TASK TO COMPLETE:
Look below for the line containing "My team needs the bounding box for the yellow"; from there, print each line exactly up to and including the line containing "My team needs the bounding box for the merit", and stop.

Annotated photo localization data:

■ ■ ■

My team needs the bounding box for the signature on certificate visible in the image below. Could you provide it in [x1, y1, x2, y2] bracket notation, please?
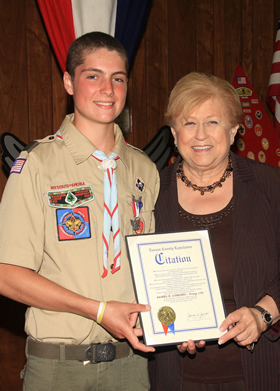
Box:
[187, 311, 211, 322]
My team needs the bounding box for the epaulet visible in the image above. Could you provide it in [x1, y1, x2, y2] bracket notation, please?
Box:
[22, 135, 57, 153]
[126, 143, 149, 157]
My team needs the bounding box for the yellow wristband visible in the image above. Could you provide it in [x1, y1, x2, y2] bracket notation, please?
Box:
[97, 301, 107, 324]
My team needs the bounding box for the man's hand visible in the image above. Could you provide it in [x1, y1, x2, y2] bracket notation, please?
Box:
[100, 300, 155, 353]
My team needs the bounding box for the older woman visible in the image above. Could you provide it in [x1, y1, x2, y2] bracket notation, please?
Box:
[148, 73, 280, 391]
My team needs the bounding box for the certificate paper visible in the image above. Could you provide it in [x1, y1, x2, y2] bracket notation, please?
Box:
[126, 230, 226, 346]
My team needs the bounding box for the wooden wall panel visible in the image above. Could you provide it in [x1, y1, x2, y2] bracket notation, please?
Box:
[196, 0, 214, 74]
[0, 1, 29, 197]
[224, 0, 242, 82]
[252, 1, 274, 118]
[125, 25, 148, 147]
[145, 0, 169, 146]
[167, 0, 197, 90]
[1, 0, 280, 389]
[214, 0, 226, 79]
[26, 0, 56, 141]
[241, 0, 253, 81]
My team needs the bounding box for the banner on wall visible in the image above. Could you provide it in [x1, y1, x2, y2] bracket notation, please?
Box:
[37, 0, 152, 72]
[267, 20, 280, 142]
[231, 64, 280, 168]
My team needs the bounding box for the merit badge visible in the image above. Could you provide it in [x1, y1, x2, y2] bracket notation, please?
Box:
[236, 138, 245, 152]
[247, 151, 255, 160]
[135, 177, 145, 193]
[254, 124, 262, 137]
[262, 138, 269, 150]
[238, 124, 246, 136]
[158, 306, 176, 335]
[48, 186, 94, 208]
[258, 151, 266, 163]
[244, 115, 253, 129]
[130, 195, 144, 234]
[10, 158, 26, 174]
[255, 110, 262, 120]
[56, 207, 91, 241]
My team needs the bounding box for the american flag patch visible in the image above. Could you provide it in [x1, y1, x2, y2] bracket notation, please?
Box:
[237, 76, 247, 85]
[10, 158, 26, 174]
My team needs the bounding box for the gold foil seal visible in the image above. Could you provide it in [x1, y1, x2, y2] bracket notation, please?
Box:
[158, 306, 176, 325]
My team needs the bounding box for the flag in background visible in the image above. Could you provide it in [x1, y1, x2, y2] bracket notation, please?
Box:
[232, 64, 280, 168]
[37, 0, 152, 73]
[267, 20, 280, 142]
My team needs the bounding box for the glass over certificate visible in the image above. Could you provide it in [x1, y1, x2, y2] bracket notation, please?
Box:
[126, 230, 227, 346]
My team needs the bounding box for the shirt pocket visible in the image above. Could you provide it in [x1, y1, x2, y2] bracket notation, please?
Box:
[44, 184, 97, 244]
[124, 192, 155, 235]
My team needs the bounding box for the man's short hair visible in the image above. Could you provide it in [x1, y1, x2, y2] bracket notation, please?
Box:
[66, 31, 129, 79]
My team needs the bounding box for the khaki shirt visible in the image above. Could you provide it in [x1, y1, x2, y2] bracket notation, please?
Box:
[0, 114, 159, 344]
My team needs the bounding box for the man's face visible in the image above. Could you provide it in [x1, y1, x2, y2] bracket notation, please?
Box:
[64, 48, 128, 128]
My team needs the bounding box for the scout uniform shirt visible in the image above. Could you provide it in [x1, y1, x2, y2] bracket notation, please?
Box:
[0, 114, 159, 345]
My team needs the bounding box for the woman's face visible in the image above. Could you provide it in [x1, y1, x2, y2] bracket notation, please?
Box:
[171, 97, 239, 172]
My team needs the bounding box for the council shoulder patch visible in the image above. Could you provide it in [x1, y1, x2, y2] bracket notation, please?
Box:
[56, 206, 91, 241]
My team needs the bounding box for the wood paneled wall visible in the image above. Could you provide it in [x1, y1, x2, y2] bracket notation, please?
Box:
[0, 0, 279, 389]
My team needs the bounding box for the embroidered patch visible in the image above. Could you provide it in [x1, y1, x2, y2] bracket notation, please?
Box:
[236, 87, 252, 97]
[56, 207, 91, 241]
[254, 124, 262, 137]
[48, 186, 94, 208]
[244, 115, 253, 129]
[135, 177, 145, 193]
[10, 158, 26, 174]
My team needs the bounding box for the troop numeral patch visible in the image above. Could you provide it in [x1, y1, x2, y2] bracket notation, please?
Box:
[56, 207, 91, 241]
[48, 186, 94, 208]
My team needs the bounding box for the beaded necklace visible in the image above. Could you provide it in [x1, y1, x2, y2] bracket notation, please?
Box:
[176, 154, 233, 196]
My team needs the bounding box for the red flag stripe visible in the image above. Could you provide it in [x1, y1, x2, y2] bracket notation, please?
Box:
[37, 0, 75, 72]
[267, 20, 280, 143]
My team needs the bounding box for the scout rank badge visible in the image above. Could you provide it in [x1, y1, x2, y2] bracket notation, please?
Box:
[131, 195, 144, 234]
[158, 306, 176, 335]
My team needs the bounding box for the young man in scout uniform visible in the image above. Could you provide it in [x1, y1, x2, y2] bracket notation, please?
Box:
[0, 32, 159, 390]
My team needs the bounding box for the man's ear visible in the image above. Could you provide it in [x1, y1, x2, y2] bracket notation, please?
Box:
[63, 72, 74, 95]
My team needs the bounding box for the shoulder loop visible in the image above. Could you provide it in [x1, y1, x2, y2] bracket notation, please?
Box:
[126, 143, 147, 156]
[22, 141, 39, 153]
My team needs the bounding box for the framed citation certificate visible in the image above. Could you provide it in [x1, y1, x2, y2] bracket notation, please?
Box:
[126, 230, 227, 346]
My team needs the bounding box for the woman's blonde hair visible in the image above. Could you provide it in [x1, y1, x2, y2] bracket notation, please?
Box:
[165, 72, 243, 127]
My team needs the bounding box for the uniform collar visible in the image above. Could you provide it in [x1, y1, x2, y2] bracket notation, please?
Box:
[59, 114, 129, 167]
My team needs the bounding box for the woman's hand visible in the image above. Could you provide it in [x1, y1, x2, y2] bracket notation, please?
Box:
[177, 340, 206, 354]
[218, 306, 265, 347]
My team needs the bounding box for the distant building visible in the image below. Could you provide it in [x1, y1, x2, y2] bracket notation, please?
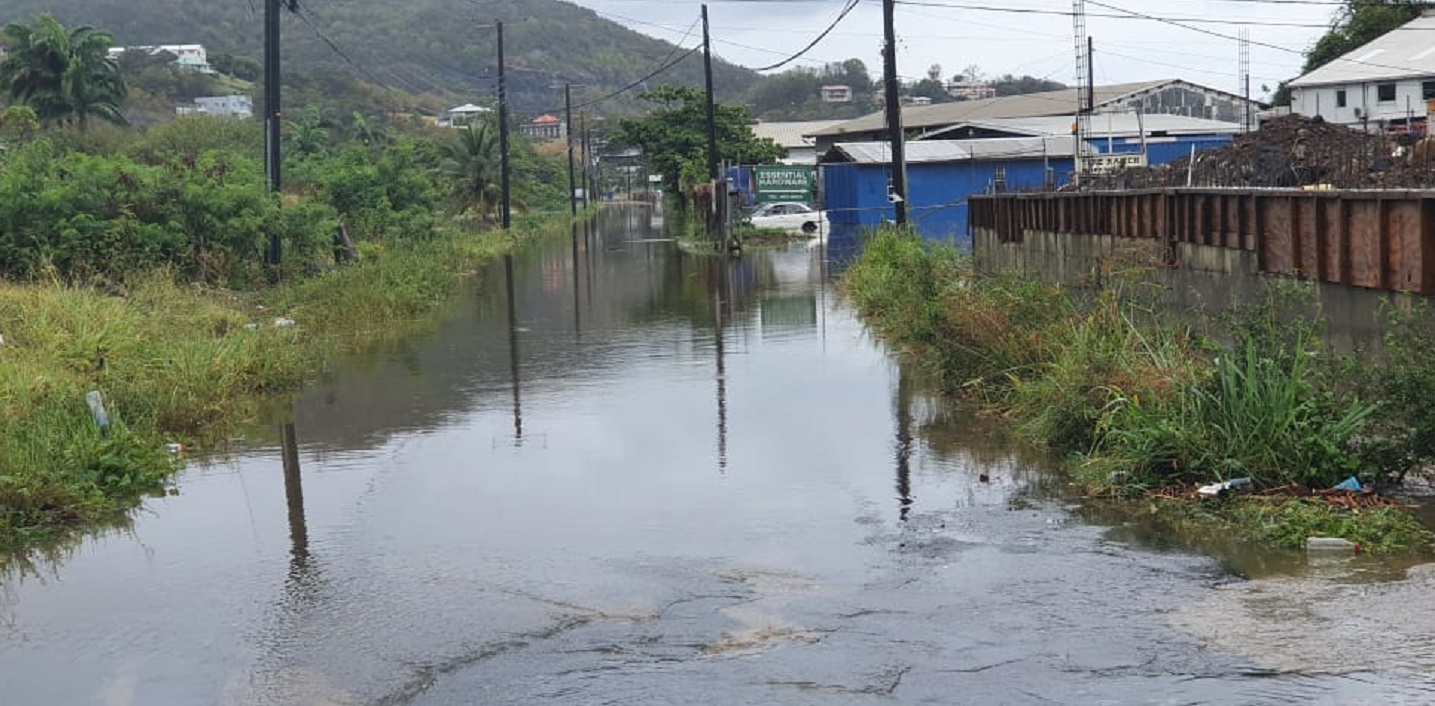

■ ■ ■

TASK RESULT:
My team needs the bounding box for the yellow wristband visible in the image above. Could you provide it in [x1, y1, x2, y2] bracket notation, please?
Box:
[97, 301, 107, 324]
My team needs the bounding box for the man's hand visible in the image above. Could you provide it in [x1, y1, x2, y2] bracket notation, please?
Box:
[100, 300, 155, 353]
My team needs the bounding box for the older woman visible in the image above. Could you provide it in [x1, y1, x2, y2] bracket notation, please?
Box:
[148, 73, 280, 391]
My team needs the bounding box for the certificate paper visible in the image above. Could you provide it in [x1, y1, x2, y2] bracket notation, please?
Box:
[126, 230, 226, 346]
My team needs the bounding box for the wooden wall panel visible in the image above. Could you provide it in [x1, y1, x2, y2] bracket notation, please?
Box:
[196, 0, 214, 74]
[0, 1, 29, 197]
[224, 0, 242, 82]
[252, 1, 274, 118]
[125, 25, 148, 147]
[145, 0, 169, 146]
[167, 0, 197, 90]
[1, 0, 280, 389]
[214, 0, 226, 79]
[26, 0, 56, 141]
[241, 0, 253, 81]
My team needs the bounding box for the banner on wall visible in the image above. Could you provide it in [x1, y1, x2, y2] bracket notation, please?
Box:
[37, 0, 152, 72]
[267, 20, 280, 142]
[231, 64, 280, 168]
My team needs the bounding box for the merit badge visible in the image above. Could you provide it in [x1, y1, x2, y2] bracket notation, please?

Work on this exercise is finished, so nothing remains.